▶ [Problem to work on]: Name every person mentioned by name in the book description below.

▶ [Excerpted passage]:
● ● ●
The Economics of Manipulation and Deception

ebook
2 of 2 copies available
2 of 2 copies available

Why the free-market system encourages so much trickery even as it creates so much good
Ever since Adam Smith, the central teaching of economics has been that free markets provide us with material well-being, as if by an invisible hand. In Phishing for Phools, Nobel Prize–winning economists George Akerlof and Robert Shiller deliver a fundamental challenge to this insight, arguing that markets harm as well as help us. As long as there is profit to be made, sellers will systematically exploit our psychological weaknesses and our ignorance through manipulation and deception. Rather than being essentially benign and always creating the greater good, markets are inherently filled with tricks and traps and will "phish" us as "phools."
● ● ●
▶ [Provided records]:
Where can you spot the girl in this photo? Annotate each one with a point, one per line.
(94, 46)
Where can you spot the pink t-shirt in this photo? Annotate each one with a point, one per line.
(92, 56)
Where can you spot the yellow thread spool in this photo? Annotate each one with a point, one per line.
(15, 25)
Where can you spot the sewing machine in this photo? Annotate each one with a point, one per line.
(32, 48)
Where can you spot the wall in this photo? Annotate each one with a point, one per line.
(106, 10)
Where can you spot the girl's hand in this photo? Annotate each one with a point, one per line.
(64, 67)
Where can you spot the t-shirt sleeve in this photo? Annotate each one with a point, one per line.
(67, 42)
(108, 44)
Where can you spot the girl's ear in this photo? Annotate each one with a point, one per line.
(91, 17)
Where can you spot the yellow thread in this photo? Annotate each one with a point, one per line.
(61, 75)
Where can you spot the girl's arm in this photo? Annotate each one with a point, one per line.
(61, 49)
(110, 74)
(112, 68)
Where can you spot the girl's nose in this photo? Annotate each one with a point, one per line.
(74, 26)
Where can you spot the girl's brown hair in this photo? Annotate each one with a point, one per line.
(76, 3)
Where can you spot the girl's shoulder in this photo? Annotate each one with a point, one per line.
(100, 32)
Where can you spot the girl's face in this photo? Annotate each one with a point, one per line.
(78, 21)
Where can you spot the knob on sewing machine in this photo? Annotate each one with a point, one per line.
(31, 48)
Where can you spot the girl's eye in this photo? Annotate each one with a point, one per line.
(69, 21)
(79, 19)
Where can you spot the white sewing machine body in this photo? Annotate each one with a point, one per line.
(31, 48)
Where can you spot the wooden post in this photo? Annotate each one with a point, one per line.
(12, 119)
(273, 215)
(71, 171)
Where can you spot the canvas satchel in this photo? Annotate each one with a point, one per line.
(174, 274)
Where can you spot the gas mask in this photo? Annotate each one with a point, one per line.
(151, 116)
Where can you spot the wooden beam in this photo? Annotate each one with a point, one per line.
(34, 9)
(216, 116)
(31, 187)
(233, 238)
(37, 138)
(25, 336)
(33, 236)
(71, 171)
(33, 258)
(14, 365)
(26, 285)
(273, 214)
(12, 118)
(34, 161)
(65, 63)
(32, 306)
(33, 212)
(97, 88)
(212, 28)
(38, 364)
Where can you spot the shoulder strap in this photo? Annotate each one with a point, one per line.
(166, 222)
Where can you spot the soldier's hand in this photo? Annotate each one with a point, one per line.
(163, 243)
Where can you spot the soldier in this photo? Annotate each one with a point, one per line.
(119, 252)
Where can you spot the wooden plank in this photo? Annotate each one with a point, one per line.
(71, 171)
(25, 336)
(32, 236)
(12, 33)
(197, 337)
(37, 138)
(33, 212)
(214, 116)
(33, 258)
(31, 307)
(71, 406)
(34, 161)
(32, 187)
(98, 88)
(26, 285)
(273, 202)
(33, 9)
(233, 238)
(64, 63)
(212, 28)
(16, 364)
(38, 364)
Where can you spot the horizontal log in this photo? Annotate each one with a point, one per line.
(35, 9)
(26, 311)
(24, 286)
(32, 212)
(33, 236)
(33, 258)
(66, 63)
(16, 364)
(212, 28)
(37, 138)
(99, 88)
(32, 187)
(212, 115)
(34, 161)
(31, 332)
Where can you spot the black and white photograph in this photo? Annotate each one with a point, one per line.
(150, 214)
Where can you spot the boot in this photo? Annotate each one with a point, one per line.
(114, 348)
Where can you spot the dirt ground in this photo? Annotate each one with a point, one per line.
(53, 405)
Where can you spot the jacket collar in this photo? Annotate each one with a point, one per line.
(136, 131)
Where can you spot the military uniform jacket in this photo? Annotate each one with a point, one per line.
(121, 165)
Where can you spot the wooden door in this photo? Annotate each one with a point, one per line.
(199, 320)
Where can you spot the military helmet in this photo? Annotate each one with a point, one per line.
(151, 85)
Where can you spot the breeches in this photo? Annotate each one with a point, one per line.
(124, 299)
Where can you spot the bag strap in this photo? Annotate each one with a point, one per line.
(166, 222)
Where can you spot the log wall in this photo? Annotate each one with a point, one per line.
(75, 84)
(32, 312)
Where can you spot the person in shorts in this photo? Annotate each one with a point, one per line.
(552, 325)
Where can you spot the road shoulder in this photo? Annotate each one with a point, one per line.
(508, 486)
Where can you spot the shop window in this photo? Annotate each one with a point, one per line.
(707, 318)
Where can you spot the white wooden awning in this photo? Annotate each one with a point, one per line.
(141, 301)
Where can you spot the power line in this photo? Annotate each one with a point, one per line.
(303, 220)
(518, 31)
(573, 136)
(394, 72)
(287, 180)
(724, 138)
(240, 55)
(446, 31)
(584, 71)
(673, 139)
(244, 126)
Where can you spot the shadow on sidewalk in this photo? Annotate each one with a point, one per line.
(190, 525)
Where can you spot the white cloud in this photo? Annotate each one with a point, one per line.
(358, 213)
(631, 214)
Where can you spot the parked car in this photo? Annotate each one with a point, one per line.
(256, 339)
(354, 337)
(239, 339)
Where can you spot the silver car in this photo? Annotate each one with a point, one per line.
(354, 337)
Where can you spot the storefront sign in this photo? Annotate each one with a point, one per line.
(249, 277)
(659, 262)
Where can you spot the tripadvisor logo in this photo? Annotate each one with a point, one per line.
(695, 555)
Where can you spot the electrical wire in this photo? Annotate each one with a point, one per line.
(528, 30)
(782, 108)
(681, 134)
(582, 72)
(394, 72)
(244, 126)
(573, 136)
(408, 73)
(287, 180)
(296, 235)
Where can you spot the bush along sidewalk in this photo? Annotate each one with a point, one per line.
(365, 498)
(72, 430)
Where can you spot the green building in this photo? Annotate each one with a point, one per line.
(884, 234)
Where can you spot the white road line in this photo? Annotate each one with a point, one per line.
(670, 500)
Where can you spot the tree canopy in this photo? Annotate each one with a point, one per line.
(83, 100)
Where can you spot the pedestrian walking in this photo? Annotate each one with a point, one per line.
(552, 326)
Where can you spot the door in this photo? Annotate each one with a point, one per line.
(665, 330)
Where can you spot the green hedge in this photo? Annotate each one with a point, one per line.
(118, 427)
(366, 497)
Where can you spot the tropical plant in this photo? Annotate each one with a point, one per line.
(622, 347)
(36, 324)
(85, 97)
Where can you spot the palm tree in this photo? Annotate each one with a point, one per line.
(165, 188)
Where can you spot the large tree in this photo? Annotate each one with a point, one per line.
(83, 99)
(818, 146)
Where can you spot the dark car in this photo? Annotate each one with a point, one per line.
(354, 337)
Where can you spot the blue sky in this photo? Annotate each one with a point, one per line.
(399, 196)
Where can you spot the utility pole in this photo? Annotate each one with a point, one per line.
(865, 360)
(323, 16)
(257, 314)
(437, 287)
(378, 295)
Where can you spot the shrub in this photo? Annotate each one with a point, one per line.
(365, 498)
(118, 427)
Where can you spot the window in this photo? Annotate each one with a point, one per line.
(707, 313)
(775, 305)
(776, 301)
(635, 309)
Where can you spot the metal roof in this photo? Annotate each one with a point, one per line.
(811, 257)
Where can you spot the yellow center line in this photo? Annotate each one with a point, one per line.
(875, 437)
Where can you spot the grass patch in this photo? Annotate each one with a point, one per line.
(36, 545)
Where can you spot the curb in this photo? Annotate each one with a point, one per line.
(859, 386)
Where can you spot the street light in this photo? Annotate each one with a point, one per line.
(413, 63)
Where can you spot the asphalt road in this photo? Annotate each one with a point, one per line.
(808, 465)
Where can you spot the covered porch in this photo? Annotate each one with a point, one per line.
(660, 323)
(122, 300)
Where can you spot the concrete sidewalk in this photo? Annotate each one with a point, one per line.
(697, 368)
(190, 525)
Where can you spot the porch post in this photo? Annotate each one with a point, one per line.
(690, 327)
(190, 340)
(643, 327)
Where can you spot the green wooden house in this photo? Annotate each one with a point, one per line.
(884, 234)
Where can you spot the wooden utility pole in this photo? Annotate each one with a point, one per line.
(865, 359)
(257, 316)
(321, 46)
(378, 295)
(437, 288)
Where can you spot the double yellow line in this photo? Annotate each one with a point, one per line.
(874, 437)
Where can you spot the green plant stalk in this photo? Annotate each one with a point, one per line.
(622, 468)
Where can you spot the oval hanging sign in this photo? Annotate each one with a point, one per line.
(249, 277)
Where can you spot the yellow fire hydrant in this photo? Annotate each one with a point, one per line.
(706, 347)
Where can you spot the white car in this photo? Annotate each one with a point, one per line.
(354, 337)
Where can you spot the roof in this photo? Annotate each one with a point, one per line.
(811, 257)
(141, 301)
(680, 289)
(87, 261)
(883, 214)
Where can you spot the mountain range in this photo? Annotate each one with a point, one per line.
● ● ●
▶ [Exercise answer]: Adam Smith, George Akerlof, Robert Shiller